Set problem 1
From the fit method documentation below, name each parameter in the signature of fit that has a default value, and give that value.
Set problem 2
Write the next part of the fit method documentation, starting after its last line.

Source passage

_ _ _

Trains the model for a given number of epochs with fit_generator (iterations on a dataset).

def fit(self,
        x_train: Union[Tuple[List[List[str]], ...], List[List[str]]],
        y_train: Union[List[List[str]], List[str]],
        x_validate: Union[Tuple[List[List[str]], ...], List[List[str]]] = None,
        y_validate: Union[List[List[str]], List[str]] = None,
        batch_size: int = 64,
        epochs: int = 5,
        callbacks: List[keras.callbacks.Callback] = None,
        fit_kwargs: Dict = None):

Args:

  • x_train: Array of train feature data (if the model has a single input), or tuple of train feature data array (if the model has multiple inputs)
  • y_train: Array of train label data
  • x_validate: Array of validation feature data (if the model has a single input), or tuple of validation feature data array (if the model has multiple inputs)
  • y_validate: Array of validation label data
  • batch_size: Number of samples per gradient update, default to 64.
  • epochs: Integer. Number of epochs to train the model. default 5.
  • callbacks:
  • fit_kwargs: additional arguments passed to fit_generator() function from tensorflow.keras.Model

Returns:

  • A tf.keras.callbacks.History object.
fit_without_generator

Trains the model for a given number of epochs (iterations on a dataset). Large memory Cost.

def fit_without_generator(self,
                            x_train: Union[Tuple[List[List[str]], ...], List[List[str]]],
                            y_train: Union[List[List[str]], List[str]],
                            x_validate: Union[Tuple[List[List[str]], ...], List[List[str]]] = None,
                            y_validate: Union[List[List[str]], List[str]] = None,
                            batch_size: int = 64,
                            epochs: int = 5,
                            callbacks: List[keras.callbacks.Callback] = None,
                            fit_kwargs: Dict = None):

Args:

  • x_train: Array of train feature data (if the model has a single input), or tuple of train feature data array (if the model has multiple inputs)

_ _ _

Stored data

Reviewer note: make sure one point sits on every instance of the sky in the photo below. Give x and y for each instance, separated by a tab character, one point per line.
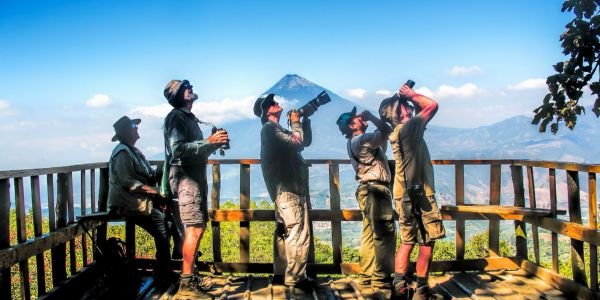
70	69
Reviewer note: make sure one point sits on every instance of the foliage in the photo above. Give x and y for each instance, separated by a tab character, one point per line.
581	45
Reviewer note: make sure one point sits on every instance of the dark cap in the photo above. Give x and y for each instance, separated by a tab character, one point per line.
123	124
262	104
344	119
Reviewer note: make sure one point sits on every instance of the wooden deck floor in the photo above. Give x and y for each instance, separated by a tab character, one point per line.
516	284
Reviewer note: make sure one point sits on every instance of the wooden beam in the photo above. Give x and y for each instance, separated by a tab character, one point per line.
532	204
459	179
520	227
570	288
334	200
553	210
494	228
215	201
577	255
23	251
5	282
244	204
593	223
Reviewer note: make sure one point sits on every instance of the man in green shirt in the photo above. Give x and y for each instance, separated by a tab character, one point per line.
286	177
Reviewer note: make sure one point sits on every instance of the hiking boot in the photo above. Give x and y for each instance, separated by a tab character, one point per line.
194	287
401	288
425	293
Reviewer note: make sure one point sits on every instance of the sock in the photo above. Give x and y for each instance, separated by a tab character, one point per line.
422	281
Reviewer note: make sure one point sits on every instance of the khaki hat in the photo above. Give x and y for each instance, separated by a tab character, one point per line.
123	124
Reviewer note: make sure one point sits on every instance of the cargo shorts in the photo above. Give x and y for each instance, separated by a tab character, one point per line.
410	232
191	194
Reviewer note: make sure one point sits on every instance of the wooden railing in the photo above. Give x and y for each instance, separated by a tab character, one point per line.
63	230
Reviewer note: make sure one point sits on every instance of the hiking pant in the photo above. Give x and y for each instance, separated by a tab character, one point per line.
292	238
378	239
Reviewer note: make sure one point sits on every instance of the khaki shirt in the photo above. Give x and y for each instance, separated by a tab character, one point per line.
413	166
369	149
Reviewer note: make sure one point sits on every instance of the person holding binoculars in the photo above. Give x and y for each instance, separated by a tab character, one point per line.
187	153
414	191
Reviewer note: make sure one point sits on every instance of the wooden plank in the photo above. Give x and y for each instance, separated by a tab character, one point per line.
22	236
53	170
553	210
51	210
5	283
83	212
494	229
25	250
570	288
479	264
36	206
577	255
215	198
336	224
533	204
244	204
593	223
59	253
520	227
459	179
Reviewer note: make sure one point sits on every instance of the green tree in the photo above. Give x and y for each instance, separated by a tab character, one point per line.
581	45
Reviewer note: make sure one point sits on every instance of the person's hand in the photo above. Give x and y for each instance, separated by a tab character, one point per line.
294	116
366	115
219	137
406	91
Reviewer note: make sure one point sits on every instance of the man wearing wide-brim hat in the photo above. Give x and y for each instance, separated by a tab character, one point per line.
131	190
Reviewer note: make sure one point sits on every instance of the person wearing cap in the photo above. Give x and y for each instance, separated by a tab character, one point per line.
414	190
367	156
132	190
286	177
187	152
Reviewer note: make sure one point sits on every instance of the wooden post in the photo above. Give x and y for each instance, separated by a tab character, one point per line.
5	284
553	212
532	204
336	224
37	230
83	212
593	222
244	204
59	253
494	229
520	227
577	256
22	236
459	181
215	198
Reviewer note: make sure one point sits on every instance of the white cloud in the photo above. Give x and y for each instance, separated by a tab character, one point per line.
461	71
468	90
98	101
529	84
217	112
384	93
356	93
5	109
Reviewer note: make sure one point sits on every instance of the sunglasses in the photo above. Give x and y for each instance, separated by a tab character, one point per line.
186	85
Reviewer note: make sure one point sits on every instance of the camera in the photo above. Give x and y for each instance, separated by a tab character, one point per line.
224	146
309	108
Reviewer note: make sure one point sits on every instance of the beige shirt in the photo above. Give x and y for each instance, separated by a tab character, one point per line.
369	149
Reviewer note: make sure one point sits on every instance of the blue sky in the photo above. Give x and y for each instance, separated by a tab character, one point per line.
69	69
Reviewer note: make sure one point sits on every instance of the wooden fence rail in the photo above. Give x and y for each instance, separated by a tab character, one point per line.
65	232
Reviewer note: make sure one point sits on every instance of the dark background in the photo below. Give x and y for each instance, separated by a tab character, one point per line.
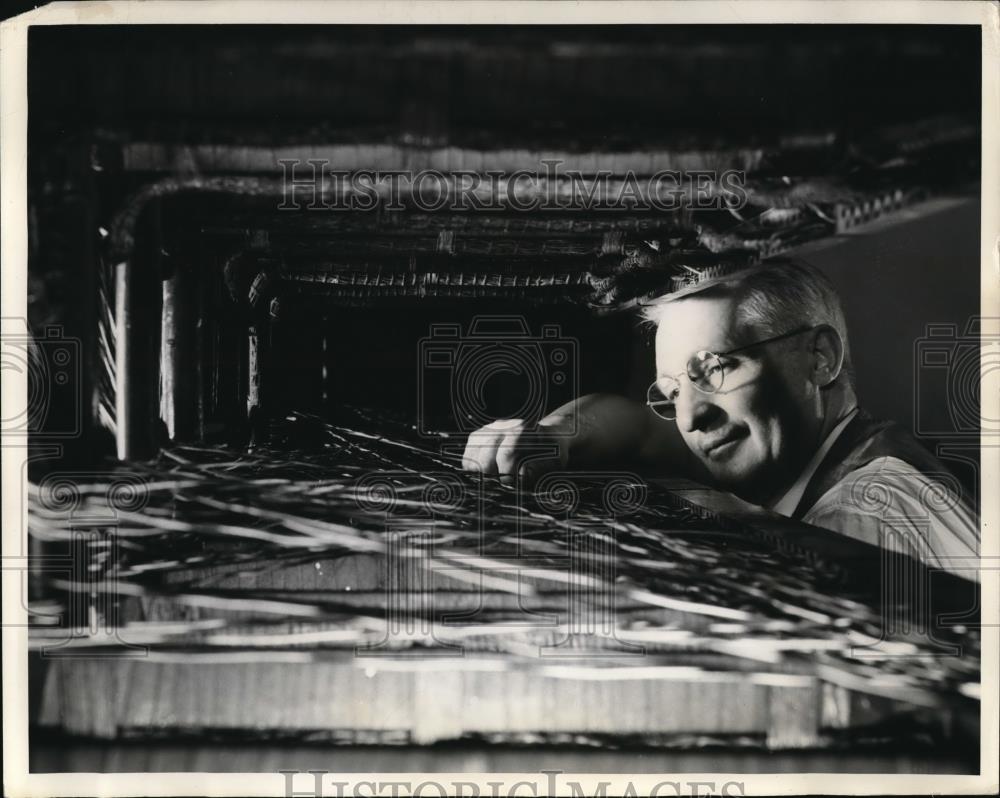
612	88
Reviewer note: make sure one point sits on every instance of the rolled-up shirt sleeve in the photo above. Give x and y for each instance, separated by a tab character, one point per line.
890	504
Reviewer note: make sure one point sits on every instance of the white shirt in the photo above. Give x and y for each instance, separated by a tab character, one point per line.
890	504
786	504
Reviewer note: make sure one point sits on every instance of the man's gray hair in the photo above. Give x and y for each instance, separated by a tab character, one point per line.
775	297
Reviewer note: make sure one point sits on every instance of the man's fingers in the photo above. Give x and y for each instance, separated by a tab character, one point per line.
481	449
508	454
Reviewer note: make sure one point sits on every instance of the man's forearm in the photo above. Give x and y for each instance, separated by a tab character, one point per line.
613	430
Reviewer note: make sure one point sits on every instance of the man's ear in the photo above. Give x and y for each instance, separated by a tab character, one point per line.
827	351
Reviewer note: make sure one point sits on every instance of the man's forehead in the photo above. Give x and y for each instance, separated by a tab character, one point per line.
695	323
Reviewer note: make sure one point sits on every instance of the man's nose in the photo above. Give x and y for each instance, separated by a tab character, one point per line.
694	408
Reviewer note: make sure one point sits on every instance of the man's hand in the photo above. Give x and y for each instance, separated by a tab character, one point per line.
595	431
514	448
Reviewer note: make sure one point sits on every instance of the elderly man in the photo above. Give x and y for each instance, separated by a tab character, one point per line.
754	369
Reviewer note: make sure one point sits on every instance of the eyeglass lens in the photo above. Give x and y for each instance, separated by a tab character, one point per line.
705	372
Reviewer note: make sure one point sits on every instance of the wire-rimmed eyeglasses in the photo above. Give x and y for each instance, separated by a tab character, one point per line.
705	371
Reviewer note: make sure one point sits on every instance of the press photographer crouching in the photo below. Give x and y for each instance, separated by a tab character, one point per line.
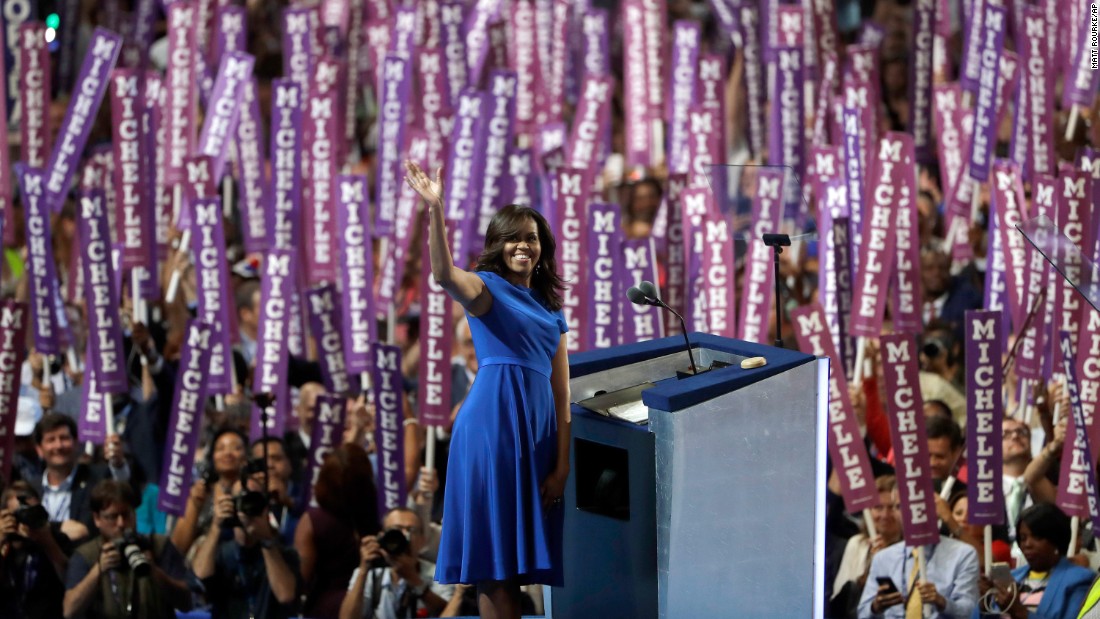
250	573
391	581
120	573
33	556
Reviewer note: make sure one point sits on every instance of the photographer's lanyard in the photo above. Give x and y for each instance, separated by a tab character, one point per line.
250	595
112	576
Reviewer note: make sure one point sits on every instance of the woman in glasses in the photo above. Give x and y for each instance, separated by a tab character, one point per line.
1049	585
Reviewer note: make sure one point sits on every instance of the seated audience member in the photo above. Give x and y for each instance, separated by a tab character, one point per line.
281	492
328	535
950	590
946	297
252	573
33	556
120	574
391	579
222	472
1049	585
1015	451
65	485
861	549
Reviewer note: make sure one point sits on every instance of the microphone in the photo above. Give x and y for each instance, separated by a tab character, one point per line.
638	298
645	294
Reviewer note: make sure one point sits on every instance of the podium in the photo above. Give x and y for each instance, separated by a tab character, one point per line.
716	506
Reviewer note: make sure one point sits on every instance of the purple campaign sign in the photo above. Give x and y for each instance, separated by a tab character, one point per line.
34	94
230	32
223	110
685	47
1080	78
91	85
498	136
453	44
636	85
211	274
437	339
321	142
463	170
251	177
91	426
985	411
525	61
905	279
571	216
1007	192
878	253
638	323
276	297
1077	484
13	317
920	79
185	427
284	199
845	446
675	284
718	273
394	103
757	290
329	417
855	173
905	417
991	45
183	97
133	208
323	305
101	297
388	437
603	241
360	327
695	203
1038	94
42	279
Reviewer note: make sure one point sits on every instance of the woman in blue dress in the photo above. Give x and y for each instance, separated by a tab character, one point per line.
509	445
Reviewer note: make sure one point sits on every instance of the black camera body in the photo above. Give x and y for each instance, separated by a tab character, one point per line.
32	516
395	542
133	548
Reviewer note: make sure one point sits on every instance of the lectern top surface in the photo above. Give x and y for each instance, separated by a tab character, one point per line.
673	395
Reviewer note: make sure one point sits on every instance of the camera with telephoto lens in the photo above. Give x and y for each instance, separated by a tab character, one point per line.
32	516
249	503
395	542
133	548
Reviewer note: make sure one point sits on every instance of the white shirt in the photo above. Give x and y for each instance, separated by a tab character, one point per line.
389	595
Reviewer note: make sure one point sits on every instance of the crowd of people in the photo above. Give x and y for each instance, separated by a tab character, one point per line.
81	534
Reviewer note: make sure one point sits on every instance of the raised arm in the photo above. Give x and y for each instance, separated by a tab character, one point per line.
464	287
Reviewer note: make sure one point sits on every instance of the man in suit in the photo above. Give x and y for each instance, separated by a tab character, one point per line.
65	485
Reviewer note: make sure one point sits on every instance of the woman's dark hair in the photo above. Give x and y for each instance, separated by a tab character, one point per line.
1047	522
504	227
345	488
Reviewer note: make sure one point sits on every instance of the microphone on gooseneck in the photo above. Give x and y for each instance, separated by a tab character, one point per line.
645	294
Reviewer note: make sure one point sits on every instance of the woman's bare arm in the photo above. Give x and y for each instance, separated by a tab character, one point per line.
464	287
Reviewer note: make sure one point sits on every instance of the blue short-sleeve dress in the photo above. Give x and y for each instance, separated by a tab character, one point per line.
503	445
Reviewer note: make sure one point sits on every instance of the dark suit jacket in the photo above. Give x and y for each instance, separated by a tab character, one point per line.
85	479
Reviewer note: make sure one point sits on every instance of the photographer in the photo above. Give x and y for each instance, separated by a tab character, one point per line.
251	574
33	556
391	582
122	574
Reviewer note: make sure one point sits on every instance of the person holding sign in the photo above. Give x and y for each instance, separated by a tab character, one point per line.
502	507
1049	585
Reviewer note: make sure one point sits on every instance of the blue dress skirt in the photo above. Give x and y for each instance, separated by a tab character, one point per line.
503	445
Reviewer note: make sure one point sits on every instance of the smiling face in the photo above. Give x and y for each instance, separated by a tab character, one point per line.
57	450
521	252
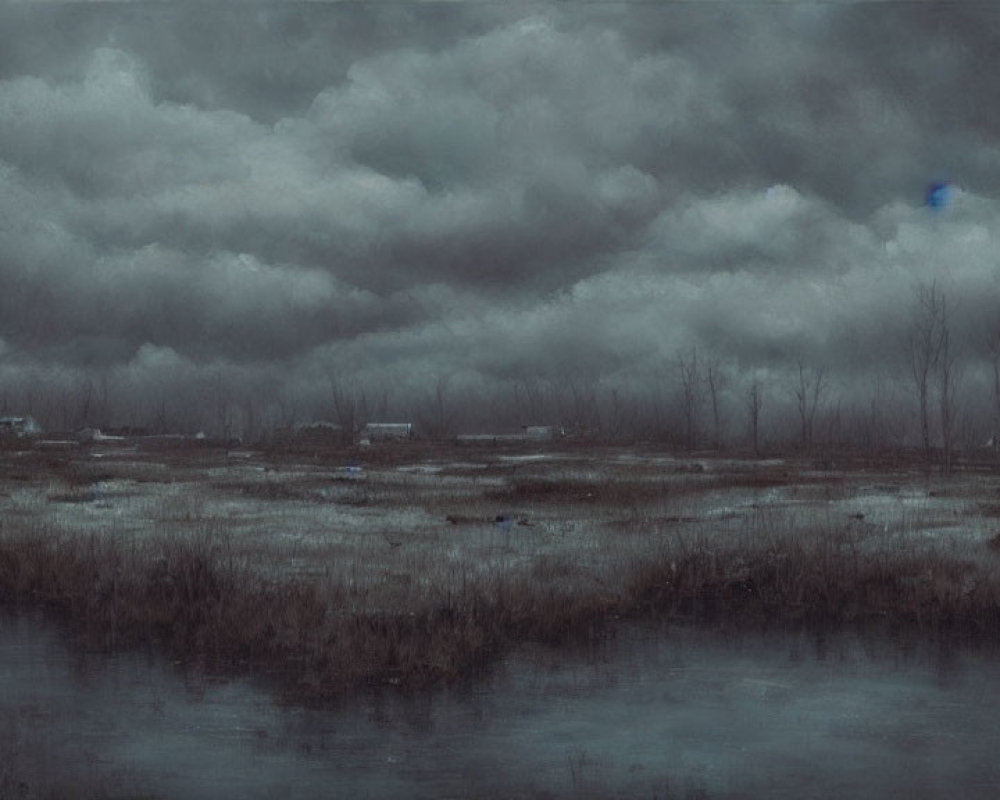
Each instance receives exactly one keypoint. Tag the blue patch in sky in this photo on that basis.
(938, 195)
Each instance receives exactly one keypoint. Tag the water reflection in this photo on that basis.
(681, 713)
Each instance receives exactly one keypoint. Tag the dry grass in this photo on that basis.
(327, 612)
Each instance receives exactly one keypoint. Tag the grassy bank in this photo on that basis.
(318, 637)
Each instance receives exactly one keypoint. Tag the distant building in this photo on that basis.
(318, 432)
(18, 427)
(387, 431)
(541, 431)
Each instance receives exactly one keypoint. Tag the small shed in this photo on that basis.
(541, 431)
(18, 427)
(387, 431)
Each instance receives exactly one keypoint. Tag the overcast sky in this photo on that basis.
(490, 190)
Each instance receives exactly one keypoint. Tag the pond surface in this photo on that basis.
(653, 713)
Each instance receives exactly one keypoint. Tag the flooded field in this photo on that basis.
(454, 622)
(654, 713)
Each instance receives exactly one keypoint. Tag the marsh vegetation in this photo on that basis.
(426, 567)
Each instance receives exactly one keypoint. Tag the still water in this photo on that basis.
(654, 713)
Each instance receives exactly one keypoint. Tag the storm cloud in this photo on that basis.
(405, 194)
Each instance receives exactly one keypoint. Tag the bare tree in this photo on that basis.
(691, 393)
(716, 380)
(993, 345)
(350, 405)
(949, 389)
(808, 394)
(924, 346)
(438, 418)
(753, 401)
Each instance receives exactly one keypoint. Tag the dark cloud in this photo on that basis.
(404, 191)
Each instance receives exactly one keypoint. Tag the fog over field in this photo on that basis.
(487, 215)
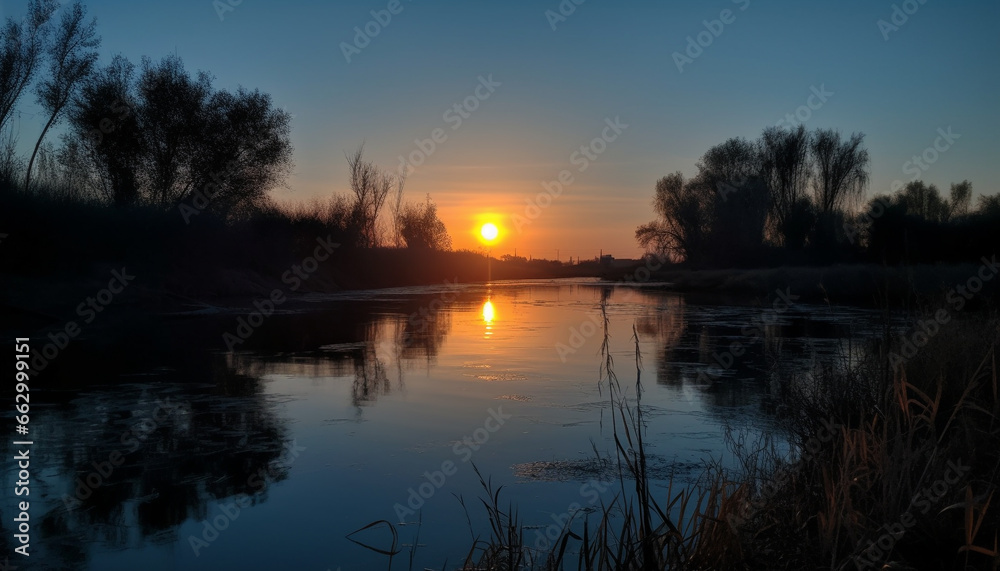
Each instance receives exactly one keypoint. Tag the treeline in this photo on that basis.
(795, 196)
(148, 138)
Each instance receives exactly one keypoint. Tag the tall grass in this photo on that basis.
(871, 482)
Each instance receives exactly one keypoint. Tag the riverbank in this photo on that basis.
(856, 284)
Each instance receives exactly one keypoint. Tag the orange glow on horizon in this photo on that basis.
(489, 232)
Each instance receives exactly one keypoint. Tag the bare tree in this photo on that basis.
(21, 48)
(72, 57)
(397, 205)
(371, 186)
(785, 169)
(961, 196)
(841, 169)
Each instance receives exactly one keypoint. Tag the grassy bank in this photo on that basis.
(857, 284)
(894, 464)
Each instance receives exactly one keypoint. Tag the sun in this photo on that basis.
(489, 232)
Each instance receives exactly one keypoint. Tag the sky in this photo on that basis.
(655, 83)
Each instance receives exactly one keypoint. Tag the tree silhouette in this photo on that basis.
(841, 169)
(72, 57)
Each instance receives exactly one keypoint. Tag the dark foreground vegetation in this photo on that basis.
(894, 464)
(795, 197)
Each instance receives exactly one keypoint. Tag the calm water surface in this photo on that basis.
(375, 405)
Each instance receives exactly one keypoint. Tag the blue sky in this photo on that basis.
(558, 86)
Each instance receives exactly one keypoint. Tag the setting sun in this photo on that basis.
(489, 232)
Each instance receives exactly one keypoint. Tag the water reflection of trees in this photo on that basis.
(695, 348)
(183, 445)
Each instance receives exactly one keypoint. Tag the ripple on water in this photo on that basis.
(518, 398)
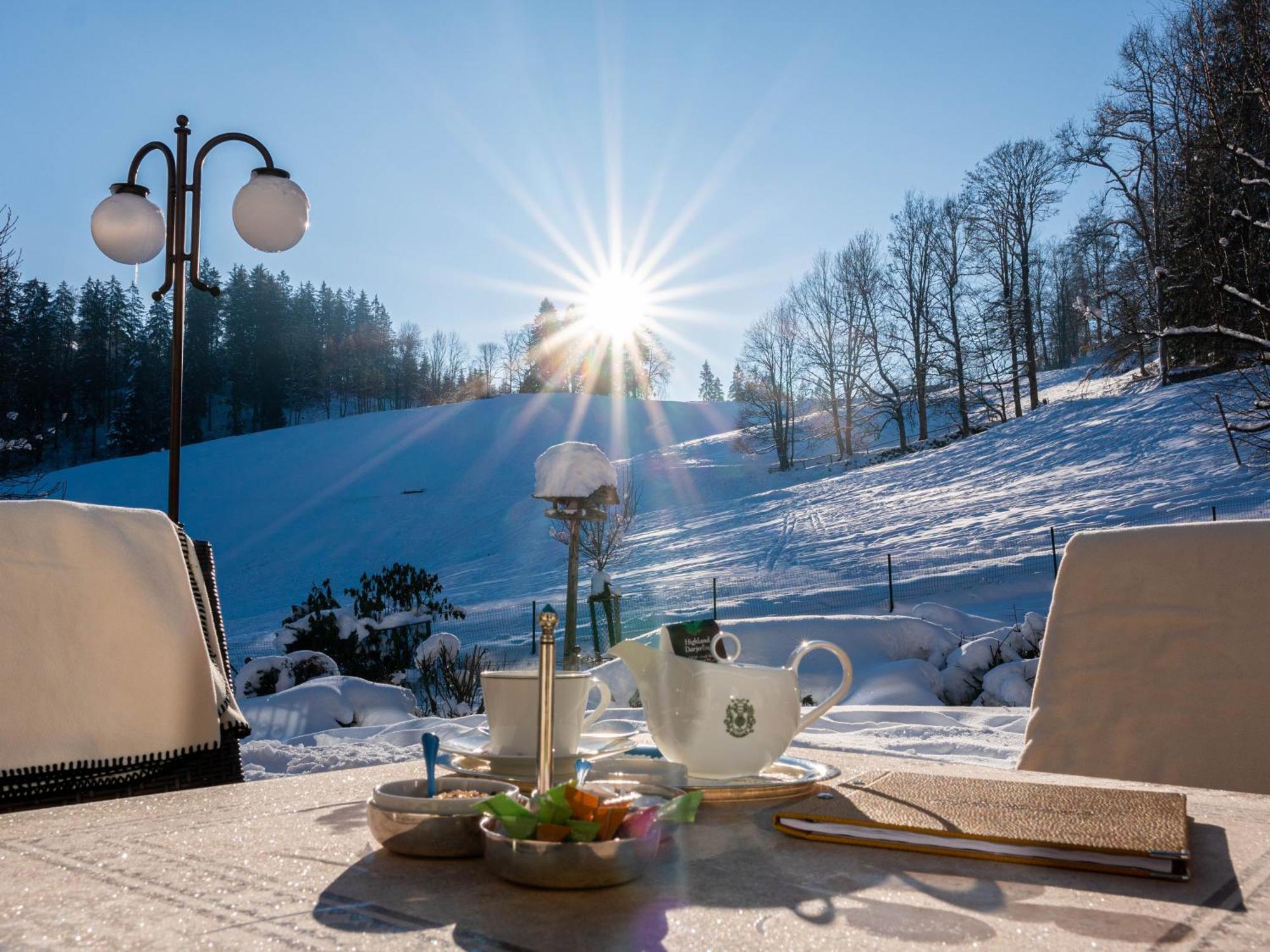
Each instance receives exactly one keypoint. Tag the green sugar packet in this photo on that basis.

_ _ _

Task response 1
- x_validate: None
- y_validate: None
- batch_size: 64
- epochs: 5
- callbacks: None
- fit_kwargs: None

Task response 2
  • y_train: Array of train label data
  • x_validate: Array of validation feature data (if the model has a single input), or tuple of validation feature data array (if the model has multiple inputs)
  • y_validate: Array of validation label data
  • batch_size: Number of samples per gradient update, default to 64.
  • epochs: Integer. Number of epochs to train the model. default 5.
  • callbacks:
  • fit_kwargs: additional arguments passed to fit_generator() function from tensorflow.keras.Model

Returns:

  • A tf.keras.callbacks.History object.
predict

Generates output predictions for the input samples. Computation is done in batches.

def predict(self,
            x_data,
            batch_size=None,
            multi_label_threshold: float = 0.5,
            debug_info=False,
            predict_kwargs: Dict = None):

Args:

  • x_data: The input data, as a Numpy array (or list of Numpy arrays if the model has multiple inputs).
  • batch_size: Integer. If unspecified, it will default to 32.
  • multi_label_threshold:
  • debug_info: Bool, Should print out the logging info.
  • predict_kwargs: Dict, arguments passed to predict() function of tensorflow.keras.Model

Returns:

  • array of predictions.
predict_top_k_class

Generates output predictions with confidence for the input samples.

Computation is done in batches.

def predict_top_k_class(self,
                        x_data,
                        top_k=5,
                        batch_size=32,
                        debug_info=False,
                        predict_kwargs: Dict = None) -> List[Dict]:

Args:

  • x_data: The input data, as a Numpy array (or list of Numpy arrays if the model has multiple inputs).
  • top_k: int
  • batch_size: Integer. If unspecified, it will default to 32.
  • debug_info: Bool, Should print out the logging info.
  • predict_kwargs: Dict, arguments passed to predict() function of tensorflow.keras.Model

Returns:

array(s) of prediction result dict.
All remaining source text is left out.